### Exercise description
Every line from the one with "# for every instance of the reddish-brown" through the end of the material should be written out character for character. Lines before it are excluded.

### Data for review
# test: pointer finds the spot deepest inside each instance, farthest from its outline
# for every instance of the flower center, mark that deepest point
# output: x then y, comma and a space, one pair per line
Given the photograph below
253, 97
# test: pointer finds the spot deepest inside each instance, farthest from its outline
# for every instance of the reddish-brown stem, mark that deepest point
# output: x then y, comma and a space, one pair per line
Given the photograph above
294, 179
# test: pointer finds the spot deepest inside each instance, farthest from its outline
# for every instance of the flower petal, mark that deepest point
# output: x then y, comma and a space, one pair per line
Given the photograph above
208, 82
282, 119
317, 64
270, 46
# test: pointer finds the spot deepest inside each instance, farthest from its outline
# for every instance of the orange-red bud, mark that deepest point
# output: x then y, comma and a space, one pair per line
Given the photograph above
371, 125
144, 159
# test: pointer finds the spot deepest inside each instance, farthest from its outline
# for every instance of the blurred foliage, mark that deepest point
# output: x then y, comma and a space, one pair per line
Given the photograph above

### Output for this task
# for every instance of the reddish-brown stem, mark that deepest point
# output: x then y, comma and a space, one pair per line
Given the photograph above
294, 179
# test: pointer finds the spot deepest inside each instance, farthest from its outline
# for every instance of the flower petal, mark that deepest point
# output: x then y, comma and a space, one pair per line
Given the photograph above
208, 82
282, 119
317, 64
270, 46
# test: pointer finds the spot deepest inside each instance, farthest from its outline
# for every instance of the orange-red bud, mark that deepest point
# output: x then y, comma and a space, one pair per line
Given the photograph above
371, 125
144, 159
# test: pointer finds the spot deepest inside each instance, farthest from its outline
# for every instance of the blurred foliage, mark that deepest point
# output: x then y, comma and a space, one pair per line
Given the photograph above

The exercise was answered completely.